# [Votre consigne]
Pour chacun des énoncés suivants, dites par oui ou par non s’il concorde avec le texte sur la reconstruction du sein, en citant mot pour mot le passage qui permet de trancher.
1. En Belgique, entre 14 et 20 % des femmes opérées du sein ne souhaitent pas de reconstruction.
2. D’après l’enquête de la Vlaamse Liga tegen Kanker, les suppléments esthétiques atteignent en moyenne 1527 €.
3. La littérature scientifique montre que les femmes ayant eu une reconstruction autologue sont plus satisfaites que les autres.

# [Texte d’étude]
----------------------------------------

Toutes les femmes qui ont subi une opération du sein ne sont pas désireuses de passer par une reconstruction : en Belgique, cela concerne entre 14 et 20% d’entre elles. Il s’agit d’un choix éminemment personnel où interviennent des motivations très diverses, mais qui ne devrait pas être restreint par des considérations financières.

Des « suppléments esthétiques »

Ces dernières années, bon nombre de femmes ayant opté pour une reconstruction autologue se sont plaintes d’avoir dû payer de leur propre poche des « suppléments esthétiques » parfois importants. Selon une enquête de la Vlaamse Liga tegen Kanker, ces suppléments s’élèvent en moyenne à 2620 €. 

Les chirurgiens plasticiens estiment que les suppléments esthétiques qu’ils demandent pour les reconstructions autologues sont justifiés parce que l’honoraire prévu par l’INAMI (par ex. 1527 € pour un DIEP) est trop bas par rapport à la lourdeur et à la complexité de ce type d’interventions, qui durent parfois très longtemps et qui exigent du praticien beaucoup d’adresse et d’expérience ainsi que, pour certaines d’entre elles, une expertise spécifique en microchirurgie.

Après l’échec de plusieurs négociations entre les chirurgiens plasticiens et l’INAMI, il a été demandé au KCE de fournir des données chiffrées pouvant servir de base de discussion à une (éventuelle) révision des tarifs de l’INAMI. Cela a également été une opportunité pour faire le point sur la sécurité de ces interventions et sur la satisfaction des patientes.

Pas de données fiables sur le degré de satisfaction des femmes 

Pour ce dernier point, l’analyse de la littérature scientifique ne permet pas de démontrer que les femmes qui ont eu une reconstruction autologue sont à terme plus ou moins satisfaites que celles qui n’ont pas eu de reconstruction du tout, ou que celles qui ont eu une reconstruction par prothèse. Quant aux complications, elles ne semblent pas plus élevées que pour toute autre intervention chirurgicale.

Les données de 10 équipes pendant 3 mois

Pour arriver à une estimation chiffrée des honoraires qui seraient justifiables, le KCE s’est basé sur une méthode éprouvée qui consiste – pour faire court –  à mesurer très précisément les durées des différentes étapes d’une intervention puis à la multiplier par un tarif horaire pour chacun des intervenants. Dix équipes chirurgicales belges ont accepté de mesurer, durant 3 mois, les durées des différentes phases opératoires des reconstructions autologues qu’ils réalisaient, ainsi que celles des interventions secondaires (symétrisation des seins, reconstruction du mamelon) et des éventuelles ré-interventions pour complications.

Ces durées opératoires sont ensuite à multiplier par le tarif horaire de chaque intervenant. Cette approche, simple et logique en apparence, a été rendue très complexe par l’absence d’un tarif horaire de base généralement accepté pour la profession médicale.

----------------------------------------

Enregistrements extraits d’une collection
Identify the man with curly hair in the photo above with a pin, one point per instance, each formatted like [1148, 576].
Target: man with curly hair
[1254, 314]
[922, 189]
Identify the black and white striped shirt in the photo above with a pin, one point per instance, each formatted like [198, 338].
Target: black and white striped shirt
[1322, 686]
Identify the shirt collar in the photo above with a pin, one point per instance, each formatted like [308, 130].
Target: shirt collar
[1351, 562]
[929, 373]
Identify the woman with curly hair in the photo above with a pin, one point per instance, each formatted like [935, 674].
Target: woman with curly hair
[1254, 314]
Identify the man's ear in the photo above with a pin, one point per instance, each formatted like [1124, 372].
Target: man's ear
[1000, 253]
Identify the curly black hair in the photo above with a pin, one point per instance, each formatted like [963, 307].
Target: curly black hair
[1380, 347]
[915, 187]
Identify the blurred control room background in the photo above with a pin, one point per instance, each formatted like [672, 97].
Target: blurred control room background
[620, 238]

----------------------------------------

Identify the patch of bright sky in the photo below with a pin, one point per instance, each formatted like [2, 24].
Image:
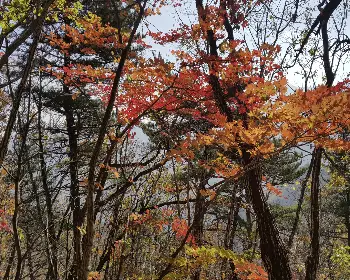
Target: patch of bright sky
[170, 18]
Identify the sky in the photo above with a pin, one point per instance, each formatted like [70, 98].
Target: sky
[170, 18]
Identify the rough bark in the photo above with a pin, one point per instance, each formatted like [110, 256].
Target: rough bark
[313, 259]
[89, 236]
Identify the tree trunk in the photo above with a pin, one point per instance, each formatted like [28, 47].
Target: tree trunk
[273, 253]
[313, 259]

----------------------------------------

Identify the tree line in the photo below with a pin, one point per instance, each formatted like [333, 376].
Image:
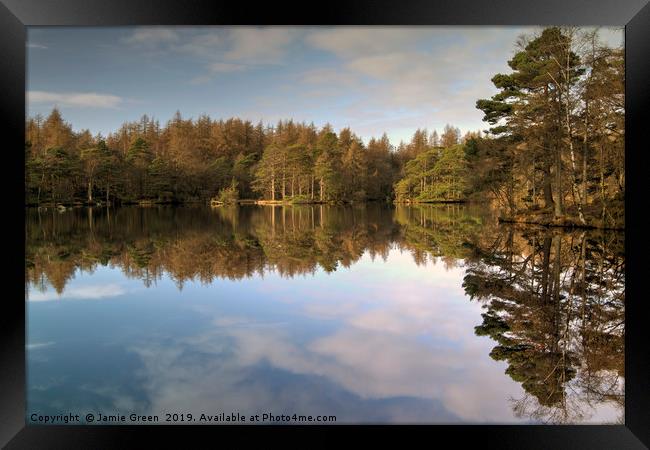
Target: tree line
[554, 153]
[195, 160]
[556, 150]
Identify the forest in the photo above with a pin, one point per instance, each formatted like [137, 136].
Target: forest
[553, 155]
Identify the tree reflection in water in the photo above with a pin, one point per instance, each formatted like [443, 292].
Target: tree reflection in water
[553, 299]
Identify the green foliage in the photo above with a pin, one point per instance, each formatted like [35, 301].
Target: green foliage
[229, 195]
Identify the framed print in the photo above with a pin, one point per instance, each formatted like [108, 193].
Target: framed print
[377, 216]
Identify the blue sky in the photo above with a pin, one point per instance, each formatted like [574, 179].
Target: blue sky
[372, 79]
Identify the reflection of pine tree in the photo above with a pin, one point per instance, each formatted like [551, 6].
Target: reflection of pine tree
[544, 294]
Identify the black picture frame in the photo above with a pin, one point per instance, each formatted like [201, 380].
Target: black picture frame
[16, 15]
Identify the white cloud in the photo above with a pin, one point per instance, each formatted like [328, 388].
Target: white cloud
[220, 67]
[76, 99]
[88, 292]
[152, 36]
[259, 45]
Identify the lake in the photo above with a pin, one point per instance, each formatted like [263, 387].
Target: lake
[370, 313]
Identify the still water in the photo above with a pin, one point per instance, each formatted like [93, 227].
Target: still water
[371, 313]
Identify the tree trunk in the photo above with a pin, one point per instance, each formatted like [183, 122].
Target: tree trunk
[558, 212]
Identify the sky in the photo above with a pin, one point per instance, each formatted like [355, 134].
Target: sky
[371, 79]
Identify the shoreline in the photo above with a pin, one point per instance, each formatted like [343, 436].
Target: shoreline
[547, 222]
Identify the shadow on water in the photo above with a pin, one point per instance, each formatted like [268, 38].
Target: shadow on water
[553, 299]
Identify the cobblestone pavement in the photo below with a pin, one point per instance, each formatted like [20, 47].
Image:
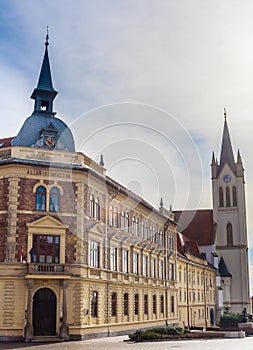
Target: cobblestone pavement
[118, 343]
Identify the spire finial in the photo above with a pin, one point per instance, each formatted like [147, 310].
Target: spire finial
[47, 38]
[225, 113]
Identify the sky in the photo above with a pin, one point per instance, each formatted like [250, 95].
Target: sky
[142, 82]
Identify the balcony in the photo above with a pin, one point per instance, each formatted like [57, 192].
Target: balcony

----------------------------------------

# [Corrigé]
1. Oui : « en Belgique, cela concerne entre 14 et 20% d’entre elles ».
2. Non : « ces suppléments s’élèvent en moyenne à 2620 € ».
3. Non : « l’analyse de la littérature scientifique ne permet pas de démontrer que les femmes qui ont eu une reconstruction autologue sont à terme plus ou moins satisfaites ».